Retype exactly the stretch of lines that begins at the line containing "[locate] neighboring house (a" and ends at the last line of the data, with no other lines.
--- RECORDS FOR THIS EXERCISE ---
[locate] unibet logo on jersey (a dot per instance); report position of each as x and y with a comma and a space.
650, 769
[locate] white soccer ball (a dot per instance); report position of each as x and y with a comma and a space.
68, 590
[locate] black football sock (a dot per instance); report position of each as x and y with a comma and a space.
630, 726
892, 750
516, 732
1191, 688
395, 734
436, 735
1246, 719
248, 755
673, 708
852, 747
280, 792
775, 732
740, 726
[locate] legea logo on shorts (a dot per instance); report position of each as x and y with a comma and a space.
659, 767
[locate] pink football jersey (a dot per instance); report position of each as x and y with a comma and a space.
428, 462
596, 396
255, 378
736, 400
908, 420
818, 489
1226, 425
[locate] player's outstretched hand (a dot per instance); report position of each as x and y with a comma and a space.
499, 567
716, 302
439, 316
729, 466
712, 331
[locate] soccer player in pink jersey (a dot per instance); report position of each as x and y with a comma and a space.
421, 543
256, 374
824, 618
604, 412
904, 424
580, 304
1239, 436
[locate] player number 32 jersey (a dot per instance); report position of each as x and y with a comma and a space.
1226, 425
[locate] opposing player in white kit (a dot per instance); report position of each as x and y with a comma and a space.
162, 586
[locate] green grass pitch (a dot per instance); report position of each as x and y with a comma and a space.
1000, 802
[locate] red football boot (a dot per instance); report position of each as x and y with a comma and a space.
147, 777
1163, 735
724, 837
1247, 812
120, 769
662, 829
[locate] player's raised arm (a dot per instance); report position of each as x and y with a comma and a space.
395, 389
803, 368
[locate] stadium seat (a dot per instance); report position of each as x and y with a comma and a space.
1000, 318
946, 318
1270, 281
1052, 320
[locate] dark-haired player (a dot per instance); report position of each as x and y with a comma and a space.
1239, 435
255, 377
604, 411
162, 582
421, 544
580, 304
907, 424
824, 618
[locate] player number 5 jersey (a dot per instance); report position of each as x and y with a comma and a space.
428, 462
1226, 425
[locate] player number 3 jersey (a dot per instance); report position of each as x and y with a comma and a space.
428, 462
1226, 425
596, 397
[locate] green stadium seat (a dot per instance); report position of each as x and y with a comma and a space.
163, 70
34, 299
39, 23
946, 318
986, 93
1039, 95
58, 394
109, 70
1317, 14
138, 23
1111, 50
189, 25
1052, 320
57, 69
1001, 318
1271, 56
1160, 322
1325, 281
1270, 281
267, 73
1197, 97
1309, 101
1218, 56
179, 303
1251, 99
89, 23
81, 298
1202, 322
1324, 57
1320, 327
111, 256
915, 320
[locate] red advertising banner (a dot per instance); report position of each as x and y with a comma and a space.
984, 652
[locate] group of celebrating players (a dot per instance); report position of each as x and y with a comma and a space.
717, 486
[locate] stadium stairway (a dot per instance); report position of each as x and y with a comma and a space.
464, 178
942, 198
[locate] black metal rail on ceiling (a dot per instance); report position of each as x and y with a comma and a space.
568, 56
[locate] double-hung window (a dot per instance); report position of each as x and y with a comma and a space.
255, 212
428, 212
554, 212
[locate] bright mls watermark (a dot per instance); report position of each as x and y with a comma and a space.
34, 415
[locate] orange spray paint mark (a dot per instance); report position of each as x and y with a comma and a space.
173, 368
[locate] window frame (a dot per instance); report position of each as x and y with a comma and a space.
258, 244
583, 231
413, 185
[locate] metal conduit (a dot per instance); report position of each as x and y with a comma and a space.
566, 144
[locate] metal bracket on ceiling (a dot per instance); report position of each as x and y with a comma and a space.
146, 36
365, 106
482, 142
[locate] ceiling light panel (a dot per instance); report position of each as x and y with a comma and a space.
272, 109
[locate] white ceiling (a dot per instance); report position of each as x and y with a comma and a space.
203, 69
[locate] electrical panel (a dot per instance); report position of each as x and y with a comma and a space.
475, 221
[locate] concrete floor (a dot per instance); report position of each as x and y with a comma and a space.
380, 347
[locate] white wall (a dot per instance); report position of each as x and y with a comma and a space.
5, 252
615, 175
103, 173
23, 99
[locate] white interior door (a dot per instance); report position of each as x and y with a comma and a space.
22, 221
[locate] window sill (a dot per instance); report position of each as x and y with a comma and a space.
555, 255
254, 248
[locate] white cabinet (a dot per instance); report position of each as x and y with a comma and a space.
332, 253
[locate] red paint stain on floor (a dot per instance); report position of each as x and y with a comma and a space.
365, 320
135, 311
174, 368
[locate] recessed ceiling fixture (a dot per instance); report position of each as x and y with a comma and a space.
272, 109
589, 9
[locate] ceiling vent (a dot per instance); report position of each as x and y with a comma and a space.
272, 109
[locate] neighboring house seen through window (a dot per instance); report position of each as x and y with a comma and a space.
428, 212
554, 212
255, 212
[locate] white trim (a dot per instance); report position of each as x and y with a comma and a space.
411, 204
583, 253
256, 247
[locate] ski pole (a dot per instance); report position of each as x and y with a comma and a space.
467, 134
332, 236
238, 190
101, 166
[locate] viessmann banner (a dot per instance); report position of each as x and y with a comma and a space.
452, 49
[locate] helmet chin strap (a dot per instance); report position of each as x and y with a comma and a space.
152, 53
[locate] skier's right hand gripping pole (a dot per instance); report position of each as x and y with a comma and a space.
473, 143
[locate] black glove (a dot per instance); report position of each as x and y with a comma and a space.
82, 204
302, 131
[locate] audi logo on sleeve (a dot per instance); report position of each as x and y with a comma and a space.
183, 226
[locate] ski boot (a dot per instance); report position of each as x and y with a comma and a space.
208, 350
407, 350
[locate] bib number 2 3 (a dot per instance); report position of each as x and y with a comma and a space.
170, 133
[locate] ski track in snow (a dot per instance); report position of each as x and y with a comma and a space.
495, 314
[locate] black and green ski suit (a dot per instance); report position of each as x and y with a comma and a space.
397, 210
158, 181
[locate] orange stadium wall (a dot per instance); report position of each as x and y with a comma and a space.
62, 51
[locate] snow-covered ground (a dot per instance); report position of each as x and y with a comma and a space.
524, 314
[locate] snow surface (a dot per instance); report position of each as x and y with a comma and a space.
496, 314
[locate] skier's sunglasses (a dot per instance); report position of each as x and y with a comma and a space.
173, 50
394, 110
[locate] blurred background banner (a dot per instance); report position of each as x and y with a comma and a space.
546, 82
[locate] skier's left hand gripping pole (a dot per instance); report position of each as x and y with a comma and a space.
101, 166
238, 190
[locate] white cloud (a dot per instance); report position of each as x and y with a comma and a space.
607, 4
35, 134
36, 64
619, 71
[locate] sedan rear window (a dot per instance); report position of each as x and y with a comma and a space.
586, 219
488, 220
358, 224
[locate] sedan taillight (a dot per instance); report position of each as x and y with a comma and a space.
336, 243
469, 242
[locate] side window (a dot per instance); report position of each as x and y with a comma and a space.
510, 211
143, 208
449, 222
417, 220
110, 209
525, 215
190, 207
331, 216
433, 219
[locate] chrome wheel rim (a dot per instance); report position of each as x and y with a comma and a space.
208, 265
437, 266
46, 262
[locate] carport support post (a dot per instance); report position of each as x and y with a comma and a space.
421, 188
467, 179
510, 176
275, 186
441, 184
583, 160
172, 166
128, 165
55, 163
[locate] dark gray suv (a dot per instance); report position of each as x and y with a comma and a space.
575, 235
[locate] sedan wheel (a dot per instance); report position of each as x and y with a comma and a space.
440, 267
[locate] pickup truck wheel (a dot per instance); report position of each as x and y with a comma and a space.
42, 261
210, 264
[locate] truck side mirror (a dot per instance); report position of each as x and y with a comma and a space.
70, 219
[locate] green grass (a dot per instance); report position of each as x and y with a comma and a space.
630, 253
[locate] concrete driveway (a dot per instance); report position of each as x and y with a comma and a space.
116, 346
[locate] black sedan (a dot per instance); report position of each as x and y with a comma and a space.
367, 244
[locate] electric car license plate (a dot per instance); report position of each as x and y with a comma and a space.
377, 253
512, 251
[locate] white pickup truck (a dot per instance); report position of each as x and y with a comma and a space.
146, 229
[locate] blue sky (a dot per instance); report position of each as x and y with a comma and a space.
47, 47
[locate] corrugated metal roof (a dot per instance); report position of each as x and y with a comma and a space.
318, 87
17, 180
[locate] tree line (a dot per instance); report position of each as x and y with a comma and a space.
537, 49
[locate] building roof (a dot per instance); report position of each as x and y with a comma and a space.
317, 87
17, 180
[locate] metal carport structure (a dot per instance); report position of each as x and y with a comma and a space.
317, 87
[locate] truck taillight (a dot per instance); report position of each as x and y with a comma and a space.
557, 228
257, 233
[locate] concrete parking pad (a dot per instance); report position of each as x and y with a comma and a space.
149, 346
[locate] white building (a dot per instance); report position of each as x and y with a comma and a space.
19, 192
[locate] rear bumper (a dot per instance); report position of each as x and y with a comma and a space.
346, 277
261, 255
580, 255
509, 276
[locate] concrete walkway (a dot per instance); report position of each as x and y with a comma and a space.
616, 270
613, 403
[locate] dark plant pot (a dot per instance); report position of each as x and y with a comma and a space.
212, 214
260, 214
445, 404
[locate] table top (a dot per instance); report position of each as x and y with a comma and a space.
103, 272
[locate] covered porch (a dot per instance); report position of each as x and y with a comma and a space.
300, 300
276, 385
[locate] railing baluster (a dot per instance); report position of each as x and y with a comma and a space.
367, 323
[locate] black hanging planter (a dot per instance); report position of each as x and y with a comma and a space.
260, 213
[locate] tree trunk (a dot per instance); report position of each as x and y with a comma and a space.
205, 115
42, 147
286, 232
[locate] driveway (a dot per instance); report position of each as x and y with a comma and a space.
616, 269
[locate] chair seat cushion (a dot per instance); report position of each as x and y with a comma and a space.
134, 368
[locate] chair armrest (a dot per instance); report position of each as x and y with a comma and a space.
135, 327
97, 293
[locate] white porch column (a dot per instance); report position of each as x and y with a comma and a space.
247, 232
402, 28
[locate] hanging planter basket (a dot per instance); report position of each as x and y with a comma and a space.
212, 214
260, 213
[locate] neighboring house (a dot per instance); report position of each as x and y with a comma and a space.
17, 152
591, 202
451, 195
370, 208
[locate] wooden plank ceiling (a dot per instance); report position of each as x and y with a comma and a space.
---
=== EXPECTED ANSWER ===
[locate] neighboring house (a dot per instance); report position of each as x and y with a comma and a space.
17, 152
591, 202
451, 195
370, 208
[locate] wooden plank ceiling (a dot per instance); report position of each as x and y with a comma and a space.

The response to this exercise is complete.